Task details ->
The reply should contain all of the data below, word for word.

[[ Entries provided open ]]

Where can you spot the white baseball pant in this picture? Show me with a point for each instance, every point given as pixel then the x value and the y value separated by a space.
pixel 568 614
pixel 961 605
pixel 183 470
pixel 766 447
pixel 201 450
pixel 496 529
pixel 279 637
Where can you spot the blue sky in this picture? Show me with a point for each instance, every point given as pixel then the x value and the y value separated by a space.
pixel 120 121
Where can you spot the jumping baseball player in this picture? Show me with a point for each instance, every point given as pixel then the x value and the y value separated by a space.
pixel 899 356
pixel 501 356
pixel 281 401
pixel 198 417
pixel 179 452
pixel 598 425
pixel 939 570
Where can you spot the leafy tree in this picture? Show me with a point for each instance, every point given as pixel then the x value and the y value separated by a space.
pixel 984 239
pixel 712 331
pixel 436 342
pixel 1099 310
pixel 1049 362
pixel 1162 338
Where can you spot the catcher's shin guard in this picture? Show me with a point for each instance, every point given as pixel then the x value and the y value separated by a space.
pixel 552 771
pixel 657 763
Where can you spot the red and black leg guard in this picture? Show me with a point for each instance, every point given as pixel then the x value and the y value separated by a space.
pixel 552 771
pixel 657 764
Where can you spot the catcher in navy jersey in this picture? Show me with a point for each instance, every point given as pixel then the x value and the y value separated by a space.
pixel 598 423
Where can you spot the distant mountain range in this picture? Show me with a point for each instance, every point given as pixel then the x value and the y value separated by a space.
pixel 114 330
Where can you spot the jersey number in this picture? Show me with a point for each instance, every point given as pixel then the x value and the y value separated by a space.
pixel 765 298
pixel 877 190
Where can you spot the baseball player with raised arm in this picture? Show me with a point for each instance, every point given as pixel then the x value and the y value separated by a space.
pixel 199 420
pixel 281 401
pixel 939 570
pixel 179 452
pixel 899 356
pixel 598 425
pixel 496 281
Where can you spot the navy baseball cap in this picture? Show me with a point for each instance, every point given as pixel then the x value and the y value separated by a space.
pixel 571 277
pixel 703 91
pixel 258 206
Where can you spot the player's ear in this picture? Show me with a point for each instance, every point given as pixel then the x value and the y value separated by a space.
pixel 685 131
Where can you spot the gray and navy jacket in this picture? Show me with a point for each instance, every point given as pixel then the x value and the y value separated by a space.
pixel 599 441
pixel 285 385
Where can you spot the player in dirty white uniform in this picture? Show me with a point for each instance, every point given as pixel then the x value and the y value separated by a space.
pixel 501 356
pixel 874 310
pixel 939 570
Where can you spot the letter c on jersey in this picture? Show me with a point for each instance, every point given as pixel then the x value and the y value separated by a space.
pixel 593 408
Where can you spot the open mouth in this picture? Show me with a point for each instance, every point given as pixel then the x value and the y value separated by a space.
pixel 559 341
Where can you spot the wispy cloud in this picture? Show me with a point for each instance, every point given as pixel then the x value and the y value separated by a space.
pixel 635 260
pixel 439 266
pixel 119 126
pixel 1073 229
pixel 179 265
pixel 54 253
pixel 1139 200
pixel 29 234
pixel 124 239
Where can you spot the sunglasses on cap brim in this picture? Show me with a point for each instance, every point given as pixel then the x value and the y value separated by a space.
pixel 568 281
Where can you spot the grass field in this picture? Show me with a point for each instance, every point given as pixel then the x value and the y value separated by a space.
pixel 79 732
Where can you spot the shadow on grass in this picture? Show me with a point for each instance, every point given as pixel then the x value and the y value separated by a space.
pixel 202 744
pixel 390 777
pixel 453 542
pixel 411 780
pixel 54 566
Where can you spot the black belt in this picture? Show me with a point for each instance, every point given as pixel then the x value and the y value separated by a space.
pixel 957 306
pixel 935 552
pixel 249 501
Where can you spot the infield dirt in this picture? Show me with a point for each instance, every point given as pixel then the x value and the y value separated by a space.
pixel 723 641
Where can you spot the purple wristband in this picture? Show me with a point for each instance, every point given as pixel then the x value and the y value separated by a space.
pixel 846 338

[[ Entries provided closed ]]

Solved exercise ->
Where can you spot the white baseball pant in this picture? Show me with a point for each instance, every point given as pixel then the x value and the y value separated by a space.
pixel 568 614
pixel 961 605
pixel 183 470
pixel 766 447
pixel 201 450
pixel 496 529
pixel 279 637
Where can you spot the blue sky in this picture? Show me with a point for each instance, every point given as pixel then the x value and the y value separated by a space.
pixel 120 121
Where can you spot the jumping baseball player in this picture? Show me with a point for each instance, every point given as pixel then the x value and the y value separated by a space.
pixel 899 356
pixel 501 356
pixel 281 401
pixel 198 417
pixel 179 452
pixel 598 425
pixel 939 570
Where can you spot the leafy tree in this picture? Show me with a point for each instance, every point given as pixel then the x value and the y value separated by a space.
pixel 984 239
pixel 712 331
pixel 436 342
pixel 1099 310
pixel 1049 362
pixel 1162 338
Where can you spot the catcher's shin guard in this picture? Show me with a point for each instance, every point given as pixel then the x value and the y value separated by a space.
pixel 552 771
pixel 657 763
Where can you spot the red and black leg guard in this picture? Show me with a point for each instance, every point given as pixel then the x value and the y value separated by a space.
pixel 552 771
pixel 657 764
Where can you spot the catcher in navy jersey in this picture? Show me with a point for each instance, every point given as pixel then the x value and the y value separated by a space.
pixel 598 423
Where can you spot the distant mountain range in this picture? Show me with a point for each instance, every point given as pixel then the x value and the y value separated by a space.
pixel 114 330
Where can you spot the jersey number in this picture? Show me with a point for each instance, every point given as pixel then the x value and the y value separated by a space.
pixel 765 298
pixel 877 190
Where can you spot the baseball player with raised arm in this picture? Show me with a point for each instance, every point given as pixel then the x value and the y value separated by a space.
pixel 199 420
pixel 281 401
pixel 939 570
pixel 179 452
pixel 899 356
pixel 598 425
pixel 496 281
Where can you spot the navy baseball cap in this picture? Show me with a point for each instance, every point given as pixel then the x value and the y value separated by a space.
pixel 571 277
pixel 703 91
pixel 258 206
Where can you spot the player's ear in this picture? Show me with a point for each instance, every point given as pixel then the x value and the y value separated by a space.
pixel 685 131
Where can you spot the gray and navy jacket in this picture? Show me with a point for each instance, every point given as pixel then the x value and the y value separated by a space.
pixel 599 441
pixel 285 385
Where can you spot the player in dirty white uniform in this picture? Show me with a point for each instance, every point given as pixel then the x value and the y value separated by a space.
pixel 501 356
pixel 874 310
pixel 939 570
Where can you spot the letter c on jersey in this picture? Show me with a point for each instance, every point given as pixel then the x value and the y value separated by a space.
pixel 593 408
Where can you spot the open mouth in this picture? Show me with a point for each instance, every point given as pixel then the x value and the y value separated by a space.
pixel 559 341
Where can you spot the wispy cloud in this picture? Show me with a point for each instance, every point given as pixel then the x value and the y value separated by a space.
pixel 635 260
pixel 439 266
pixel 119 126
pixel 1073 229
pixel 179 265
pixel 54 253
pixel 1139 200
pixel 29 234
pixel 124 239
Where can you spot the sunglasses on cap brim in this picture? Show me with a point for each instance, every point given as pixel then the x value and the y value separated by a space.
pixel 568 281
Where can you spot the grass field in this picture? Show me with a point for each instance, every point given as pixel then the x value and the y value separated by a space.
pixel 79 732
Where can you spot the shadow on grass in this picture? Show me with a point for each instance, every point given as pixel then the x value and the y value separated by a space.
pixel 202 744
pixel 390 777
pixel 453 542
pixel 411 780
pixel 54 566
Where can you spot the black belt in this picture? Show me with a point for each instance, every point given as pixel then the x value and the y value separated by a space.
pixel 957 306
pixel 935 552
pixel 249 501
Where can you spot the infield dirt in this picture? Show me with a point for each instance, every point given as pixel then the x value and the y value separated by a space.
pixel 723 641
Where can you spot the purple wristband in this picture? Show me with a point for each instance, every point given as pixel then the x value and the y value separated by a space.
pixel 846 338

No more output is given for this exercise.